Short problem 1:
In the passage about library outreach, about how many men from the Stepping Stones program were in the group?

I did one other incredibly rewarding thing this week (in addition to welcoming Claire, that is, not in addition to program submission and poster design - both of which are more equal parts rewarding and tedious): I went on outreach to the Stepping Stones program at the Ottawa Mission. I met with a group of about eight men who are in this program (along with their teacher, who has been incredibly welcoming and enthusiastic about meeting with me about partnerships). I introduced myself, talked about Rideau Branch, explained library membership and services (computer use, databases for homework help, language learning and hobbies), and brought some free paperbacks to give away. The men were interested, respectful, and they laughed at my jokes, which is always good. At one point, I logged into my library account to show them how to check their accounts and renew books, and they loved that I had overdues! I was very impressed by the group.
Instead of grading assignments on Friday, I decided to give myself a break and hung out with friends, which was kind of unusual (at least for the me that exists since I moved to Ottawa) but a lot of fun. Meanwhile, back at Rideau, my colleague received a group visit from a local refugee centre for a tour of the library.

Given records:
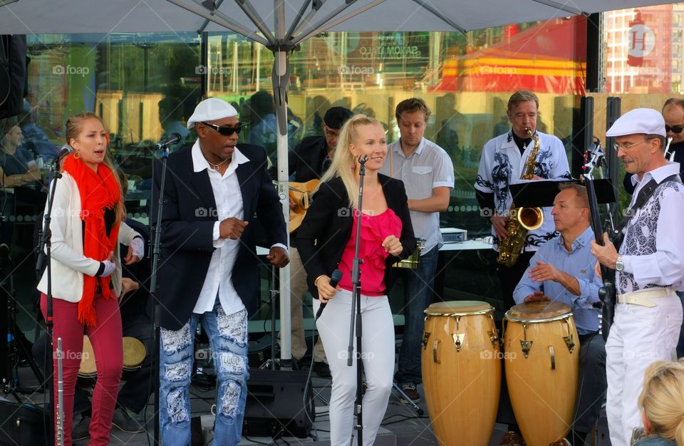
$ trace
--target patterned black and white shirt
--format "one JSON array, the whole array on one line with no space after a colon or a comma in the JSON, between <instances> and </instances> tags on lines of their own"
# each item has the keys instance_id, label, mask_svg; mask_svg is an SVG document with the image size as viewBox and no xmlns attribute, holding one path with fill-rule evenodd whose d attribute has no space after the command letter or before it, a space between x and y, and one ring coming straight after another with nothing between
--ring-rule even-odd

Short problem 2:
Rewrite the listing with "shirt" swapped for "sweater", keeping everything else unchanged. Leave the pictures out.

Task answer 1:
About eight men.

Task answer 2:
$ trace
--target patterned black and white sweater
--format "one JSON array, the whole array on one line with no space after a colon or a comma in the JSON, between <instances> and </instances> tags on lines of their own"
# each item has the keys instance_id, label, mask_svg; mask_svg is an SVG document with the image size as viewBox and no xmlns attribute, holding one path with fill-rule evenodd whose d attribute has no space after the command letter or before it, a space between x and y, and one ring coming straight after another with nothing between
--ring-rule even-odd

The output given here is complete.